■ AIM
Starting at the beginning of the items and stopping after the line that contains "pixel 278 65", write out every line again, requests included, adding 15 to each coordinate in the answers. Leave the pictures out of your response.

(Coordinate annotation records)

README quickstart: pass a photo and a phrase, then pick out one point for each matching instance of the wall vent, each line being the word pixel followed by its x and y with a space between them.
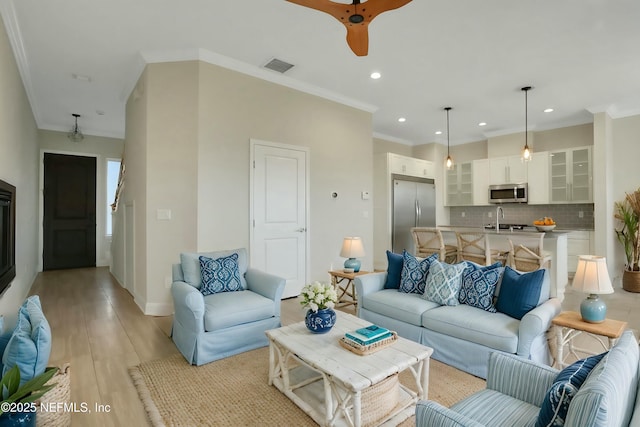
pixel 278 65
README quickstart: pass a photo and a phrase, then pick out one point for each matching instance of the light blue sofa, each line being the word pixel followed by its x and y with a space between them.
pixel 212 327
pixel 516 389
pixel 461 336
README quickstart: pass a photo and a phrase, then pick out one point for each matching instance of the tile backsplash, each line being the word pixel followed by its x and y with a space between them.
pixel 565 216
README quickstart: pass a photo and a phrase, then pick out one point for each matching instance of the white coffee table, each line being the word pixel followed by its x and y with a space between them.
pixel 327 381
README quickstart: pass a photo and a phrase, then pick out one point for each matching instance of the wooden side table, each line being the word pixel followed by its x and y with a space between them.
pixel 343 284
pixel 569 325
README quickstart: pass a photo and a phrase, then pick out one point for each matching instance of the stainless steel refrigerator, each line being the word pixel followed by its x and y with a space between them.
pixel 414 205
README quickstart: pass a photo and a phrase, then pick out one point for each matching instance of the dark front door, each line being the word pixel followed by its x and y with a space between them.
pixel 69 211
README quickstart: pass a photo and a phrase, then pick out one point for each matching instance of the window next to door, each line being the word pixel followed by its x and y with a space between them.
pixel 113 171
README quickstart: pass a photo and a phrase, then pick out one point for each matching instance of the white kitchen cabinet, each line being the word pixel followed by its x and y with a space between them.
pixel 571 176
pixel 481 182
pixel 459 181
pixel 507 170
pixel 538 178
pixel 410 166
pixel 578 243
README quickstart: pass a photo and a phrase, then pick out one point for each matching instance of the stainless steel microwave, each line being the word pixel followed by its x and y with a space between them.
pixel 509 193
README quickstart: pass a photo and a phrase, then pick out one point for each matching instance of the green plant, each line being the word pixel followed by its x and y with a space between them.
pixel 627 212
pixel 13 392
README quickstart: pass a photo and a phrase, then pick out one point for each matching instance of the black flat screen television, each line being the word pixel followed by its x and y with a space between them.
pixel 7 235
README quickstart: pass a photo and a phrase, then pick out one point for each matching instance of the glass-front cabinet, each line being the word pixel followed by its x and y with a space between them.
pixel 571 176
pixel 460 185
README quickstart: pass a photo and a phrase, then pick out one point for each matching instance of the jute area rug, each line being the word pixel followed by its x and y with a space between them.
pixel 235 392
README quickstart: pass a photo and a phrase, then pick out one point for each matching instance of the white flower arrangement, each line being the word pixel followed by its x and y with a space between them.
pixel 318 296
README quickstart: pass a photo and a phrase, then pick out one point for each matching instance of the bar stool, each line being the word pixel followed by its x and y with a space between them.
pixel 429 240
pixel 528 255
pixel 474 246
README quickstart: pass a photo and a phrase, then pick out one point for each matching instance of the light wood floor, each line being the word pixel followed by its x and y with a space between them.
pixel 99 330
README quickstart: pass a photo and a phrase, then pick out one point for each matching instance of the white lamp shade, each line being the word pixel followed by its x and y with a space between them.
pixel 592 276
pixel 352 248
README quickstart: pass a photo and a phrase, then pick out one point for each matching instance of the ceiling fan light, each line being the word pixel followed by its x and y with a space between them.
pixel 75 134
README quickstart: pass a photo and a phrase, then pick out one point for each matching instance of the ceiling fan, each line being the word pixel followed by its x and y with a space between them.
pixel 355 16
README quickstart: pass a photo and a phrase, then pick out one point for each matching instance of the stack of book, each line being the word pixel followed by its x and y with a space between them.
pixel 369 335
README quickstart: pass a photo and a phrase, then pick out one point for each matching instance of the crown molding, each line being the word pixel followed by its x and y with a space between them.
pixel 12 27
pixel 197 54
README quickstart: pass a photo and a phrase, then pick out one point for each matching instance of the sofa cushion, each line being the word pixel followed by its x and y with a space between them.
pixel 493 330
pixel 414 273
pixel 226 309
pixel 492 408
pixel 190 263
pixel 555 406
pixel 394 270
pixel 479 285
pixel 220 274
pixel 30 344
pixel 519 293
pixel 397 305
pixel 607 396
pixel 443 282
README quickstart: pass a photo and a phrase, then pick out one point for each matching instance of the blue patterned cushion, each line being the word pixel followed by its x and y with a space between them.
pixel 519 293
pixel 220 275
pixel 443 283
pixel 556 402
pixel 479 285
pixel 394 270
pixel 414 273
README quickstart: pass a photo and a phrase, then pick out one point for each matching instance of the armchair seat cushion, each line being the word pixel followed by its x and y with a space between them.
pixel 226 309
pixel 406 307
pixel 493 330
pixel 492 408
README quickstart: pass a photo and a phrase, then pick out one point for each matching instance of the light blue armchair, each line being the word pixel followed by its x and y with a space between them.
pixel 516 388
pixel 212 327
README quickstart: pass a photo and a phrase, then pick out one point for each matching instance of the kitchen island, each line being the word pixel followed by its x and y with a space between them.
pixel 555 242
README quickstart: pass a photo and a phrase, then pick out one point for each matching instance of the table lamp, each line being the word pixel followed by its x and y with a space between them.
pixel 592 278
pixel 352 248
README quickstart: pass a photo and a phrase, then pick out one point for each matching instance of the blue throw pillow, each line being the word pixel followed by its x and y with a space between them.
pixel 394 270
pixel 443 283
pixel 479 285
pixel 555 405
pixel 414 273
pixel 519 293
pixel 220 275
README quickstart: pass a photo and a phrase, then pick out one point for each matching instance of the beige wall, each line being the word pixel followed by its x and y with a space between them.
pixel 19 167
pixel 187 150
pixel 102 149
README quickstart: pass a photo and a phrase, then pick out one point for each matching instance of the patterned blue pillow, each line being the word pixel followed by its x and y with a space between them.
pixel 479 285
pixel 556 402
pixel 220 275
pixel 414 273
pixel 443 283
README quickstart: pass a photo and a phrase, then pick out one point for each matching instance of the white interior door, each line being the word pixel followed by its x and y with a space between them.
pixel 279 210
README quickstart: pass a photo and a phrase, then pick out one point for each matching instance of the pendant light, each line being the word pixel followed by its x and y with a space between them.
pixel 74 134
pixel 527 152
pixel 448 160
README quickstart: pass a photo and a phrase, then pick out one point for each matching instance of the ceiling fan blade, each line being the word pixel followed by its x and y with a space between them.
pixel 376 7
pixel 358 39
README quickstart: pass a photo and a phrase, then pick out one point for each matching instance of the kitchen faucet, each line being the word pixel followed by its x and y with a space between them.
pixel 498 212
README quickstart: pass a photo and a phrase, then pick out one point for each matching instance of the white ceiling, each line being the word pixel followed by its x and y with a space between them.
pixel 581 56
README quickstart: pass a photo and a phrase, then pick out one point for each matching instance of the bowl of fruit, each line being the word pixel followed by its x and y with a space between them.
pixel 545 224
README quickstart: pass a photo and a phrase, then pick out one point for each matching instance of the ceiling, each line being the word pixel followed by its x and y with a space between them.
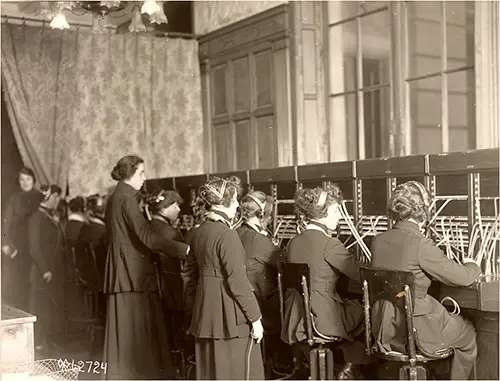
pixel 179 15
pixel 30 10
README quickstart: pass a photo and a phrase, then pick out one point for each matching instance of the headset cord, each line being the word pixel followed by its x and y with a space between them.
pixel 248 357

■ RESPONSE TO THE EXERCISE
README quickstart: pass a photo and a phrase, then pick out one point for each matching instance of the wall vent, each line being the word pixel followed by its x and y with a space between them.
pixel 293 80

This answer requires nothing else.